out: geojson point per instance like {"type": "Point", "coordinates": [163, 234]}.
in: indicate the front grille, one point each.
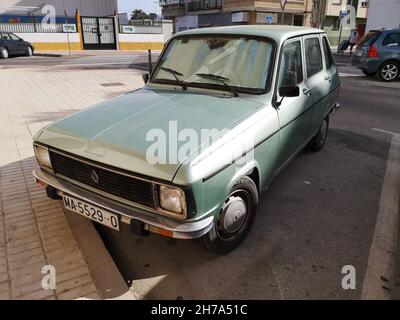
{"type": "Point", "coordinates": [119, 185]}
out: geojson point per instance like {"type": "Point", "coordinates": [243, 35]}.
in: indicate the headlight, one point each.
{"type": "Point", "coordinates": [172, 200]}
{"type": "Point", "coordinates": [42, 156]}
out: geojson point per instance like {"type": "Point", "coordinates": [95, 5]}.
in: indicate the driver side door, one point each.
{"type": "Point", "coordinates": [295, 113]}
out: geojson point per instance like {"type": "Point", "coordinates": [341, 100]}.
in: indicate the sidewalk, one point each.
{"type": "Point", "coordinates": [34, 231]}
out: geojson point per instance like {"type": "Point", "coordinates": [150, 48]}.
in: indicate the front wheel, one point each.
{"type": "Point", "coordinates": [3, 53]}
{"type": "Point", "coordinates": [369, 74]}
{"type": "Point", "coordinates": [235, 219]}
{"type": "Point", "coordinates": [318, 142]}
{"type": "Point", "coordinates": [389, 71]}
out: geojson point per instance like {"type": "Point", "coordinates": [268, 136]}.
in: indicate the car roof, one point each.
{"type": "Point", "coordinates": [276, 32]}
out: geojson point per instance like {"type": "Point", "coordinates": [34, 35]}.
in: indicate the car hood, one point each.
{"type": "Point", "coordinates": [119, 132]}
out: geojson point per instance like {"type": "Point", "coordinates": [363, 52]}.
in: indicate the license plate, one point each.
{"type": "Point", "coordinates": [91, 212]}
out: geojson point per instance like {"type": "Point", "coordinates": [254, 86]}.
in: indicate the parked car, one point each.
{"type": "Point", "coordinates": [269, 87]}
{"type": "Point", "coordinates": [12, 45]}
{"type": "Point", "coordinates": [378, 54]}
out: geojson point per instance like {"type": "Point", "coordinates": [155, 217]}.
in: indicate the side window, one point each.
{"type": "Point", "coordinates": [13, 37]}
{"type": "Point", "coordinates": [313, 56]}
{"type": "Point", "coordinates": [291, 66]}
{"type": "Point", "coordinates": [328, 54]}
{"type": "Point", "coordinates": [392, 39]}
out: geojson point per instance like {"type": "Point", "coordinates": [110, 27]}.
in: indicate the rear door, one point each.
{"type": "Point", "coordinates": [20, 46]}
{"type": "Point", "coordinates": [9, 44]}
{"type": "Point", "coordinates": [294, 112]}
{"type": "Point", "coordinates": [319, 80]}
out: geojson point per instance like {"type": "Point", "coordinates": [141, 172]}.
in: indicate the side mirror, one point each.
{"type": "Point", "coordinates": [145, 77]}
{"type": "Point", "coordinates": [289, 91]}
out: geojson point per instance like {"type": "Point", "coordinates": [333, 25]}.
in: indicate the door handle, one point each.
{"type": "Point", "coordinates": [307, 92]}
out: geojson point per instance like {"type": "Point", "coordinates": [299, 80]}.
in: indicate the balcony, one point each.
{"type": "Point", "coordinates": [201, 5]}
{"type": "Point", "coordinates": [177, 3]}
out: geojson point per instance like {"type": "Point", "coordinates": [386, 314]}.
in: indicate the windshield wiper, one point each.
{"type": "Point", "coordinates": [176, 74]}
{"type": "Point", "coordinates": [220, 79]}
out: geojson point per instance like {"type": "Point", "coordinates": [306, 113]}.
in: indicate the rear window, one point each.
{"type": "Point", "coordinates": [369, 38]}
--
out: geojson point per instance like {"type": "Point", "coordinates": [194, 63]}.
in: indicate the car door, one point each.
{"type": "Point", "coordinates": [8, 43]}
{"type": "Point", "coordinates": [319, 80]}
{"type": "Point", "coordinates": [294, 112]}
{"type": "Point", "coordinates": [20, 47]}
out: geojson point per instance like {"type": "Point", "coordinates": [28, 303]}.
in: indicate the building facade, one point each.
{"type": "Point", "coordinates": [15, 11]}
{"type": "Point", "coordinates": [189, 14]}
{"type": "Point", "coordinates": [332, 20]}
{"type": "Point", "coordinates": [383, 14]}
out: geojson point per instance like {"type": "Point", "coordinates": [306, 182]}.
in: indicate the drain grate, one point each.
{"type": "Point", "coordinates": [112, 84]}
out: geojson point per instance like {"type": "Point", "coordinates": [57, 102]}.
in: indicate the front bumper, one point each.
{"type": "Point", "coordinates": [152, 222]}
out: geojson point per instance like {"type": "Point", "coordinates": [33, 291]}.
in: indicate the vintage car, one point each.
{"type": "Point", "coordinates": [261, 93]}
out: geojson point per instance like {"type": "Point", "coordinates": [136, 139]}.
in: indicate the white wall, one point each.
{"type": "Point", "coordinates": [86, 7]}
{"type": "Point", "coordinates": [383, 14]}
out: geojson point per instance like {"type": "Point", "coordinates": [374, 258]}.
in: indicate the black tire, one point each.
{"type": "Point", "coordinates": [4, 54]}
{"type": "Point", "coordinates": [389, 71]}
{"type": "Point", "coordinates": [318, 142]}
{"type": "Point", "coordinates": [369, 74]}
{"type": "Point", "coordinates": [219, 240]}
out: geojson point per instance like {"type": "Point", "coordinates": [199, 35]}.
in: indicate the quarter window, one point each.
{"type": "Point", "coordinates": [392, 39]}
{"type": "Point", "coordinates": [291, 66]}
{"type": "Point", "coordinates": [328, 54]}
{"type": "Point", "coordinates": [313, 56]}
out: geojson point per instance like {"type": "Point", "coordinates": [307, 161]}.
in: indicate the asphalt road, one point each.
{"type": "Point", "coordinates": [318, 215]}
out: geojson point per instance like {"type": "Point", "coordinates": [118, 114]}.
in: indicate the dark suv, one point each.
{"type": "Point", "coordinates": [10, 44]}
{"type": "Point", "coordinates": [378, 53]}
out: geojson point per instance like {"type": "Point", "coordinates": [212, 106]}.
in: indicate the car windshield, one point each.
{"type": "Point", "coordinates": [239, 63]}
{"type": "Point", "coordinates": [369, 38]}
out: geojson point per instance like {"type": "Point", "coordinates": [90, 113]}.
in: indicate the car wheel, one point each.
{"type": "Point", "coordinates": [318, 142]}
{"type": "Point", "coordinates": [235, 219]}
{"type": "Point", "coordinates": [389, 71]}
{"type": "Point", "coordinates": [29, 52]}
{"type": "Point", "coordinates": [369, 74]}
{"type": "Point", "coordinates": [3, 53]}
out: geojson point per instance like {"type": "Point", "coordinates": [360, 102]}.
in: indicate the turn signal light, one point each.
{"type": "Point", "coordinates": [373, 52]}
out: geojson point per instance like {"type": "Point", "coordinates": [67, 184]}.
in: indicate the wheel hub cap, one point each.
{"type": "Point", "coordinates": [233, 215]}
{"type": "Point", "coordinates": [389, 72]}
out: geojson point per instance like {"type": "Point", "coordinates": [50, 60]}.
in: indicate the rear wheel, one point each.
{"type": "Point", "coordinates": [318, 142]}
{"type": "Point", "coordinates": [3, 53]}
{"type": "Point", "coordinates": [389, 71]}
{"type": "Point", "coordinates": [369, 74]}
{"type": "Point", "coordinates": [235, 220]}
* * *
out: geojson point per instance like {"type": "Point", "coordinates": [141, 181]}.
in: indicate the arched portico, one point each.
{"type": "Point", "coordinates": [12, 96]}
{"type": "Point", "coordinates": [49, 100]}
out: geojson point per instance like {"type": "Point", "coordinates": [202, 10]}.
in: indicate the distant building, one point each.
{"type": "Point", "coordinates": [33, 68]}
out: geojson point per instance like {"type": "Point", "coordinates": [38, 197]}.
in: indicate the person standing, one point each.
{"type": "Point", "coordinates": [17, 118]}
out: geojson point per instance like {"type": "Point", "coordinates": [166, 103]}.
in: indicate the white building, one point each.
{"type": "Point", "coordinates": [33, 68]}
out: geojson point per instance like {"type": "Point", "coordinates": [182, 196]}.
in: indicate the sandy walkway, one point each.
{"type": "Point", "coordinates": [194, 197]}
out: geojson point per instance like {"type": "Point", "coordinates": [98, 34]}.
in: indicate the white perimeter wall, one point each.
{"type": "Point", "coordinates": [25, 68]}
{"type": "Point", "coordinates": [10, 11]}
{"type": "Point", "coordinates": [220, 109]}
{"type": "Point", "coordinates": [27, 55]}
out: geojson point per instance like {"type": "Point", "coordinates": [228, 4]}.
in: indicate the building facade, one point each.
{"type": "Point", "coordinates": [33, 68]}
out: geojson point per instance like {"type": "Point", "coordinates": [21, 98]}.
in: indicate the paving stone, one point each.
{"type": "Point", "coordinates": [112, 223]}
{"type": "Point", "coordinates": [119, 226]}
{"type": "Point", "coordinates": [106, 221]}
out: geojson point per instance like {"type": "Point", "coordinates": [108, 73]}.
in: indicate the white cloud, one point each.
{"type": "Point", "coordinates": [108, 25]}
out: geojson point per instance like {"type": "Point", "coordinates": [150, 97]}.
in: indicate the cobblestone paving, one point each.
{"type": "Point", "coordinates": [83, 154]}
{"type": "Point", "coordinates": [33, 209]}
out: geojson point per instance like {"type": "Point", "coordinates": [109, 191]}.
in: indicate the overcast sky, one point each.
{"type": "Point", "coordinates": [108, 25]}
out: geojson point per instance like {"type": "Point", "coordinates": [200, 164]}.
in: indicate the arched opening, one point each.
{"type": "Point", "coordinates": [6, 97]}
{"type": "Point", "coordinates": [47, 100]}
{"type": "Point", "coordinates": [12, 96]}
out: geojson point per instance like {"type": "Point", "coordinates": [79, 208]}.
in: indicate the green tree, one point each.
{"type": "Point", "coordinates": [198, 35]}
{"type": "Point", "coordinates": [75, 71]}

» **GOAL**
Identify every line in the listing above that contains the word "front", with case counting, and copy each of those lines in full.

» **ANSWER TO THE PROBLEM**
in: indicate the front grille, one point each.
in: indicate the front wheel, one point each.
in: indicate the front bumper, one point each.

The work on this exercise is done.